(WORK TO DO): Rewrite the records from the line containing "Pick-planner input: for every instance of the red" down to the end, changing "reference point" to "target point" throughout and leaving everything else as it is.

+++++

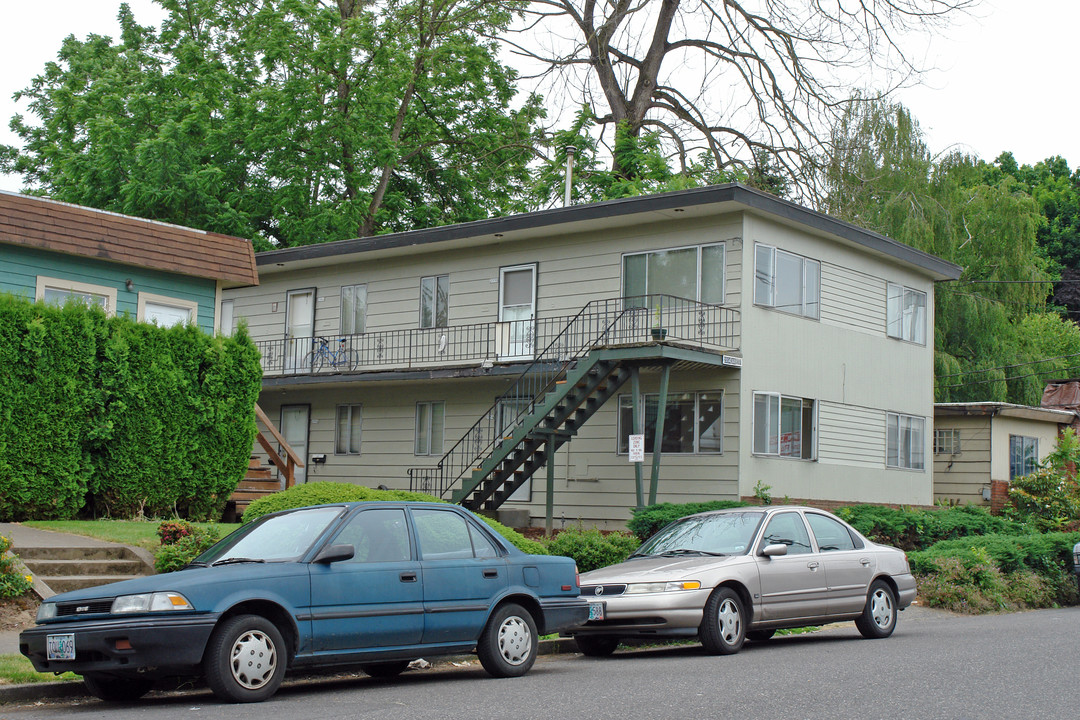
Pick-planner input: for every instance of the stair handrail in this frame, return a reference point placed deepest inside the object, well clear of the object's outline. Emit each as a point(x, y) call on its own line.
point(292, 461)
point(556, 357)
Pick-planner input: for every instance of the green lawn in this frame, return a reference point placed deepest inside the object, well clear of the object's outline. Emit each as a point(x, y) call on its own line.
point(142, 533)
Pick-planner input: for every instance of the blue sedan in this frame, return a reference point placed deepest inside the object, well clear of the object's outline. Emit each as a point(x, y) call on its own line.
point(369, 584)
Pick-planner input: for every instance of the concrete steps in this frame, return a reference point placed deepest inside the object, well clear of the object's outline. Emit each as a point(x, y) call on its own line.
point(65, 569)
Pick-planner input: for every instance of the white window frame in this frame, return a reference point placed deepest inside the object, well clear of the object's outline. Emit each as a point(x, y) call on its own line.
point(428, 432)
point(150, 298)
point(915, 457)
point(76, 287)
point(699, 248)
point(355, 411)
point(777, 422)
point(901, 322)
point(809, 308)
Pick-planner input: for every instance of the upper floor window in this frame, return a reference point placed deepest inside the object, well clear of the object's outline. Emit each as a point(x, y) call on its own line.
point(1023, 456)
point(906, 314)
point(353, 309)
point(434, 299)
point(786, 282)
point(784, 425)
point(904, 435)
point(693, 422)
point(696, 273)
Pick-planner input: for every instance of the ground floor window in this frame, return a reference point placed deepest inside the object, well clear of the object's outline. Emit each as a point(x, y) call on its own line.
point(784, 426)
point(693, 422)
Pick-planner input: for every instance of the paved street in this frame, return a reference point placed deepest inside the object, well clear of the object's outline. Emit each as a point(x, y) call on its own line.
point(935, 666)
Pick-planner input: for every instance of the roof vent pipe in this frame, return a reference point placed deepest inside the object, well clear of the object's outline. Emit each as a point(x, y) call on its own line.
point(569, 174)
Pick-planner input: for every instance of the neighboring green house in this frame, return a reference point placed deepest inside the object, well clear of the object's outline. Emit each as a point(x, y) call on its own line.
point(148, 270)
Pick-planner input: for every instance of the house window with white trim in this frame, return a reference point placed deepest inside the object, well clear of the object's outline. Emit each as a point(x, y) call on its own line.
point(784, 426)
point(786, 282)
point(906, 314)
point(904, 435)
point(348, 431)
point(693, 422)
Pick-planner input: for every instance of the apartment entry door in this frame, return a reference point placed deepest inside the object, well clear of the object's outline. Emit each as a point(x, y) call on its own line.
point(294, 428)
point(299, 326)
point(517, 299)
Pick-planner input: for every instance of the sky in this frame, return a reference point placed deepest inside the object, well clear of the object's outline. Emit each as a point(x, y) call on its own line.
point(1002, 78)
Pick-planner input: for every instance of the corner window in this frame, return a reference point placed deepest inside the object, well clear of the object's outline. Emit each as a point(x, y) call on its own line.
point(348, 430)
point(784, 426)
point(429, 429)
point(906, 314)
point(353, 309)
point(696, 273)
point(1023, 456)
point(434, 300)
point(786, 282)
point(904, 435)
point(693, 423)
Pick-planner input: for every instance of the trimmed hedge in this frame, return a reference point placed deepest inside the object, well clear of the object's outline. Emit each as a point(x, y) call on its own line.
point(132, 418)
point(322, 493)
point(647, 521)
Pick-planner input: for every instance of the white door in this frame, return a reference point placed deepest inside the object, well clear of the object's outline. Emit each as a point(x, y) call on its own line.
point(517, 295)
point(294, 429)
point(299, 326)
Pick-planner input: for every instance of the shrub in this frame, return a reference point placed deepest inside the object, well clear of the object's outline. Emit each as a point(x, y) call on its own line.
point(322, 493)
point(646, 521)
point(591, 548)
point(13, 583)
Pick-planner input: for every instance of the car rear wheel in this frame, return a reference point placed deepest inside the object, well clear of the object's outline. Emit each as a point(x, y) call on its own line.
point(508, 646)
point(595, 646)
point(391, 669)
point(111, 688)
point(724, 627)
point(245, 660)
point(879, 615)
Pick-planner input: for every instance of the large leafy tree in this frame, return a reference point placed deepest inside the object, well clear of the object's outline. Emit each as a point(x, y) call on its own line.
point(994, 339)
point(297, 121)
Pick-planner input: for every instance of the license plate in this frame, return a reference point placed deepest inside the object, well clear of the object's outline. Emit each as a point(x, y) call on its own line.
point(61, 647)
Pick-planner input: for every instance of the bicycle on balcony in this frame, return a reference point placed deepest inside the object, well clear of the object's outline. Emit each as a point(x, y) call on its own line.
point(321, 356)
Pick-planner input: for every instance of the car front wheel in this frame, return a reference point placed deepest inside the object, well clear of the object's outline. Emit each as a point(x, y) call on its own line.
point(879, 615)
point(508, 646)
point(724, 626)
point(245, 660)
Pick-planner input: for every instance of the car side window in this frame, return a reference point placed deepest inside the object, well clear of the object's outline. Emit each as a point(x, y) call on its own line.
point(377, 535)
point(831, 534)
point(787, 529)
point(443, 534)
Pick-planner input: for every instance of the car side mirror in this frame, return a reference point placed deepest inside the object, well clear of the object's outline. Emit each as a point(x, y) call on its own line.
point(335, 554)
point(774, 551)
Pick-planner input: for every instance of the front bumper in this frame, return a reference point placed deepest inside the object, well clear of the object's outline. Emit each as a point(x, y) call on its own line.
point(158, 646)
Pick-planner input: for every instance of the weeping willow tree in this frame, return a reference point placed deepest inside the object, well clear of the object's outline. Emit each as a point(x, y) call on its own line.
point(994, 337)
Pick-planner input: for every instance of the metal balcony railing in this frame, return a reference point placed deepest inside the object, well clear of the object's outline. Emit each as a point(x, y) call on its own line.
point(631, 321)
point(602, 323)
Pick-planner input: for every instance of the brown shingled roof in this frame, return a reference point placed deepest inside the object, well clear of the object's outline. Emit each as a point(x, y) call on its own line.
point(84, 231)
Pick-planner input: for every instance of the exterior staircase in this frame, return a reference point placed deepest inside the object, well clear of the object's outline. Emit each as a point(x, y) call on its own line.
point(65, 569)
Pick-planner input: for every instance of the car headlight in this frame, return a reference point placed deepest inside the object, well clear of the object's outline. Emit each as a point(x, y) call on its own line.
point(150, 602)
point(636, 588)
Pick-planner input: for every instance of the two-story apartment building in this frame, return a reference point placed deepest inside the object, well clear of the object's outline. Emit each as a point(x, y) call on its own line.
point(785, 348)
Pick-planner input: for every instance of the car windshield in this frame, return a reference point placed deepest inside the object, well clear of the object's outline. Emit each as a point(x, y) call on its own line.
point(279, 538)
point(724, 533)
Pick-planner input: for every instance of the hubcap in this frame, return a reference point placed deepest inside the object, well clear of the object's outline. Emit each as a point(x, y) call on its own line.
point(730, 622)
point(881, 609)
point(254, 660)
point(515, 640)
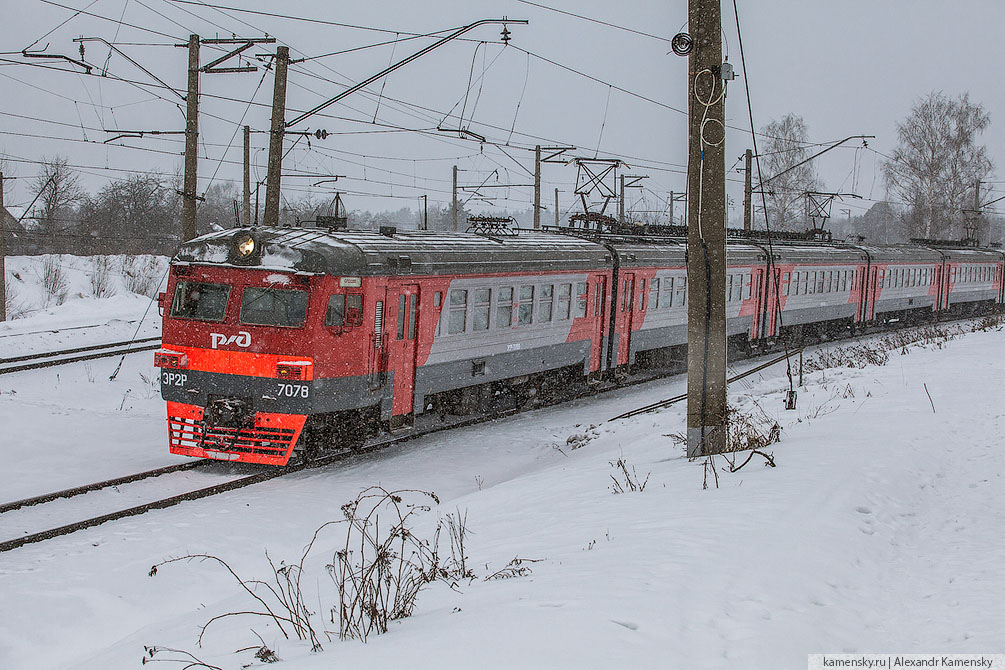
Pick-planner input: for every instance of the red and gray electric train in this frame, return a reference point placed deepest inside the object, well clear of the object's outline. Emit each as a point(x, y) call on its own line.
point(277, 340)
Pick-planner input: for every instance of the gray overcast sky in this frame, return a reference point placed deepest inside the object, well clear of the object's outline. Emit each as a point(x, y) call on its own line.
point(847, 67)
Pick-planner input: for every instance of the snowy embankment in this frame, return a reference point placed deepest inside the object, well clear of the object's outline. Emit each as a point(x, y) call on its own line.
point(880, 529)
point(52, 300)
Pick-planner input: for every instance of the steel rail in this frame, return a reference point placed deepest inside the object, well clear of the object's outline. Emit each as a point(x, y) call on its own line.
point(86, 354)
point(378, 445)
point(96, 486)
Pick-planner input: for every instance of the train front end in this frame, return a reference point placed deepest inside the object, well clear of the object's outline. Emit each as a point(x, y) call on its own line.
point(235, 364)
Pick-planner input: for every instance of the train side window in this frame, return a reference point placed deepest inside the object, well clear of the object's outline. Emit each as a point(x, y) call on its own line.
point(504, 307)
point(401, 316)
point(457, 321)
point(336, 313)
point(546, 299)
point(344, 310)
point(354, 309)
point(482, 306)
point(581, 299)
point(564, 307)
point(525, 313)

+++++

(WRITTEN SOLUTION):
Pick-planner input: for every instance of the red and gray electric train in this frame, return a target point placed deepest inside the object, well clear of the object's outline. Emit each as a point(x, y) call on its own line.
point(277, 340)
Pick-planner input: for every instance of the gray overcast sky in this frame, return a target point placed deepest inside the object, well clear of the object's outline. Emit each as a point(x, y) call on its own line.
point(847, 67)
Pick-planner input: for every instance of the snowy embankment in this frame, return a target point placed deepest inside the object, well clear of the object's outline. Emit each as a point(x, y) call on its own line.
point(880, 529)
point(52, 300)
Pick-planner input: for every instance of the steel rail in this frame, return a target point placed deepest inside the object, well clear of the object's outline. Emit each as a point(x, y) call on its own line.
point(86, 354)
point(378, 445)
point(96, 486)
Pick-planner input: for every instance of the train front end in this frame, return a target point placed deepest inside the object, well clear of the object's outline. Emit each as a point(x, y) call on its own line.
point(235, 364)
Pick-planner input: for every instance of the train side window in this frame, return a target point placed deepest inside the object, well clear of the object's outline. Emit each as a point(x, y) call on its own line.
point(504, 307)
point(401, 316)
point(457, 321)
point(336, 313)
point(546, 299)
point(344, 310)
point(354, 309)
point(482, 306)
point(581, 299)
point(564, 307)
point(525, 313)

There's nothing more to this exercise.